2.) Can't/Won't Get Subscriptions or Special Orders on a Steady Basis

This past month, "Shop A" didn't get even ONE copy of Detective Comics or Legend of the Dark Knight, both of which I have been subscribing to for over a year. I ordered a copy of The Sandman:World's End trade paperback 6 months ago… and it still hasn't show up. My Starman figure? I gave up on that after two months and got one on-line for a fraction of what they charged me. Speaking of Starman, that's a pretty good way to lead into…

3.) Outright Hostile Clerks

Don't get me wrong. I've clerked before and I do realize that there are days when you become convinced that you must have been a mass murderer in a past life and that having this job where you must deal with an endless line of fools is your punishment.

I realize that its not easy having to tell a group of kids for the seventeenth time that day that no, you do not have any new Pokemon cards, there will be no new Pokemon cards until next Wednesday and would they please stop having their moms drive them up to the store every hour to check thankyouverymuch?

- _Data provided_:
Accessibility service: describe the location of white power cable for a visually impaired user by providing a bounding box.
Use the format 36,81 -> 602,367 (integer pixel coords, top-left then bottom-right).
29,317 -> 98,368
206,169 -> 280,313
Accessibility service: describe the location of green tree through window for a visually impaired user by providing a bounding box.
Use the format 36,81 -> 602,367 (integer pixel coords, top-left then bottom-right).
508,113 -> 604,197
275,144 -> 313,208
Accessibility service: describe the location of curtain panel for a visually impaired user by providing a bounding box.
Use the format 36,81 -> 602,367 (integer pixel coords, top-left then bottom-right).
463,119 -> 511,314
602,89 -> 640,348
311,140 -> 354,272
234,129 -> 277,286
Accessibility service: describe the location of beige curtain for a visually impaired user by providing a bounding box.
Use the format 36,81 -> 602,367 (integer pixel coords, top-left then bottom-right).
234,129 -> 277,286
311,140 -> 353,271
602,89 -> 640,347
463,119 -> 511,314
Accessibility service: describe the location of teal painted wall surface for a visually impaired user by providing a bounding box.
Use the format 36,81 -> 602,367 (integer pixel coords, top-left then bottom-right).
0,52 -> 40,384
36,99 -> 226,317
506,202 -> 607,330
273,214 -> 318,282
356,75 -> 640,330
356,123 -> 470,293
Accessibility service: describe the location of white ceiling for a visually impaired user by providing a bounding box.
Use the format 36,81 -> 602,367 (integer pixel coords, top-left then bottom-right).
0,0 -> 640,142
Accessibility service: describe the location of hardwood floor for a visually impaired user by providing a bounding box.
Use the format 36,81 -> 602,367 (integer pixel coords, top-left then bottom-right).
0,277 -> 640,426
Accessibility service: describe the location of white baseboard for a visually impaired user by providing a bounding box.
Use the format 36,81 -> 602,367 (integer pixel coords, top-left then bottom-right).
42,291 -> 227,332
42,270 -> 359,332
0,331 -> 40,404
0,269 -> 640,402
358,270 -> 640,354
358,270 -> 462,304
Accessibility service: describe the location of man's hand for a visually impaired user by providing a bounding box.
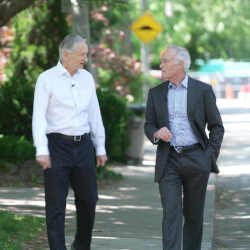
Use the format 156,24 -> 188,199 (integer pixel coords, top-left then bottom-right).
36,155 -> 51,170
154,127 -> 172,142
96,155 -> 107,167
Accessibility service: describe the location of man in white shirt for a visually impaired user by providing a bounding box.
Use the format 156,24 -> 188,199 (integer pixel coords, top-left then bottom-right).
32,34 -> 107,250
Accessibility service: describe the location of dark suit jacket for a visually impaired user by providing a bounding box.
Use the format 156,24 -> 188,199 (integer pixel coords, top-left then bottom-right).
144,77 -> 224,182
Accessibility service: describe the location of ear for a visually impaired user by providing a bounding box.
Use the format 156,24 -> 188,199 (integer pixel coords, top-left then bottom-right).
63,50 -> 69,58
179,61 -> 184,69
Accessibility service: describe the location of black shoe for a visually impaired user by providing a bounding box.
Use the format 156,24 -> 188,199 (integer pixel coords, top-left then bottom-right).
70,242 -> 76,250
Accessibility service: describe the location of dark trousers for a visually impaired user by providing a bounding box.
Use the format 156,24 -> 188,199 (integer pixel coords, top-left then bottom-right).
159,146 -> 211,250
44,134 -> 98,250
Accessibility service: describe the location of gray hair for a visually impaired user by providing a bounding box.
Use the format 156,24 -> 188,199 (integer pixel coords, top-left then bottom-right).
167,45 -> 191,72
59,34 -> 86,61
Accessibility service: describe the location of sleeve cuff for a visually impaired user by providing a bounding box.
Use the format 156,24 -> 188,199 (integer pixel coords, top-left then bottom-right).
36,147 -> 49,156
153,137 -> 160,144
96,146 -> 106,155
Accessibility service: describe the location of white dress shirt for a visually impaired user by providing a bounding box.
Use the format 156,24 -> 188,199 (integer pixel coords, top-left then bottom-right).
32,62 -> 106,155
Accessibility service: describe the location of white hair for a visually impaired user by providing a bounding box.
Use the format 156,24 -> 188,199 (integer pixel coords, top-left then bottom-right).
59,34 -> 86,61
167,45 -> 191,72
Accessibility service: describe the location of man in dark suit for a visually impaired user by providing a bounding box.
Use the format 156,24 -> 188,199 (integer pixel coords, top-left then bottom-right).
145,45 -> 224,250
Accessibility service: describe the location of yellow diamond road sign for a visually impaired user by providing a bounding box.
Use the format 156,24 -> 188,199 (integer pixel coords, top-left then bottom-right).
131,11 -> 162,44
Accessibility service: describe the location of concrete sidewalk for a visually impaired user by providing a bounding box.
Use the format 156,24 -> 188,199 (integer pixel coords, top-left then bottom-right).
0,140 -> 215,250
213,99 -> 250,250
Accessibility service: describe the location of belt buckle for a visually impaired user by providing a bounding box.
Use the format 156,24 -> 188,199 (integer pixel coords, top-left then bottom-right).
74,135 -> 81,142
174,146 -> 182,154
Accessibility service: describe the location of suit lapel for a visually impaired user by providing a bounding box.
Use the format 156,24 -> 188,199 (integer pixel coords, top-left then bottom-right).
187,77 -> 195,116
157,82 -> 169,126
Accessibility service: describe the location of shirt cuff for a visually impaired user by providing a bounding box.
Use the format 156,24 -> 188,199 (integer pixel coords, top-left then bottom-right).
36,147 -> 49,156
153,137 -> 160,144
96,146 -> 106,155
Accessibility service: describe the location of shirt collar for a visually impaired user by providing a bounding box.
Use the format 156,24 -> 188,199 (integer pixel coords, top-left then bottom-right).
168,74 -> 188,89
56,60 -> 79,75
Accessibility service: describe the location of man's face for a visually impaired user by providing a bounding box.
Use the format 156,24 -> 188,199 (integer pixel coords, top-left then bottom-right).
63,42 -> 88,70
160,49 -> 183,81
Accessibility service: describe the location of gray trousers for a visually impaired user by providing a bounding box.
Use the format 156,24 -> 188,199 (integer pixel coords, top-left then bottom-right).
159,149 -> 211,250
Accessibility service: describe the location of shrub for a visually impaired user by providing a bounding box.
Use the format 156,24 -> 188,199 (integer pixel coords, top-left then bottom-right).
97,90 -> 129,161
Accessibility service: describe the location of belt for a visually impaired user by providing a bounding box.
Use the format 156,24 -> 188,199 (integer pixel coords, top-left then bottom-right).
48,133 -> 90,142
169,143 -> 200,154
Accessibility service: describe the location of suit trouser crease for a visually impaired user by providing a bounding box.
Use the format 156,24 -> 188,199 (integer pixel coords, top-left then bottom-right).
44,134 -> 98,250
159,150 -> 209,250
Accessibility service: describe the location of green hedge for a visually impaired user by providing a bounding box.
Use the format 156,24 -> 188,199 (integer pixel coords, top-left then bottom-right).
0,89 -> 129,162
0,136 -> 35,163
97,90 -> 130,162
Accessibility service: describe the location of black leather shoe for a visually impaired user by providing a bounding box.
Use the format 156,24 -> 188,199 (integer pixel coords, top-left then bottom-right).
71,242 -> 76,250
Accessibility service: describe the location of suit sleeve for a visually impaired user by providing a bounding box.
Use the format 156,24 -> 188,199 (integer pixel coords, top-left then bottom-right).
144,89 -> 159,144
205,86 -> 224,158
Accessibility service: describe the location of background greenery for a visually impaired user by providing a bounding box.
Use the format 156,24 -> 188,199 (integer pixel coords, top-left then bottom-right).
0,211 -> 45,250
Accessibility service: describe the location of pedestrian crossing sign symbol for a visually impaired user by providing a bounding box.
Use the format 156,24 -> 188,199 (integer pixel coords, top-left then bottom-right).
131,11 -> 162,44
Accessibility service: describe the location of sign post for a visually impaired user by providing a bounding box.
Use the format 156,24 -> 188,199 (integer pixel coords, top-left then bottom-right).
131,9 -> 162,103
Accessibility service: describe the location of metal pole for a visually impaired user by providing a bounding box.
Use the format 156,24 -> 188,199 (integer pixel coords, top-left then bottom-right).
141,0 -> 150,103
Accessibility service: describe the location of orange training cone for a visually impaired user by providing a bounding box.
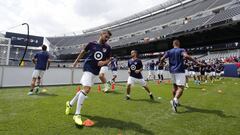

- _Set of tasks_:
**A.** Repeat the passage of the comic shop complaints from "I realize that" up to and including "to check thankyouverymuch?".
**B.** In the comic shop complaints, what reason does the writer give for understanding that clerks have difficult days? Answer in one to three sentences.
**C.** Pick up the comic shop complaints after their final sentence and keep writing in the same voice.

- _Answers to the tasks_:
**A.**
I realize that its not easy having to tell a group of kids for the seventeenth time that day that no, you do not have any new Pokemon cards, there will be no new Pokemon cards until next Wednesday and would they please stop having their moms drive them up to the store every hour to check thankyouverymuch?

**B.** The writer has worked as a clerk before. That experience shows there are days when the job feels like a punishment for having been a mass murderer in a past life, such as when kids must be told for the seventeenth time that no new Pokemon cards will arrive until next Wednesday.

**C.**
That said, is it really that much trouble to ask you to have to get up from the computer where you are hunting for photomanipulated images of Agent Scully in a Jean Grey costume for one second so I could inquire about my subscriptions? Could you please not roll your eyes when I ask about special ordering a Morpheus action figure? And I don't expect you to smile or dance for me when I come in the door, but if you could please refrain from saying "You actually read this?" in a condescending, "What a loser" tone when you see the copy of Birds of Prey in my file, I would really appreciate it. After all, I somehow manage to refrain from commenting upon how your inability to get a date might be tied to your apparent belief that a 44-18-38 figure on a 5'8 woman is normal.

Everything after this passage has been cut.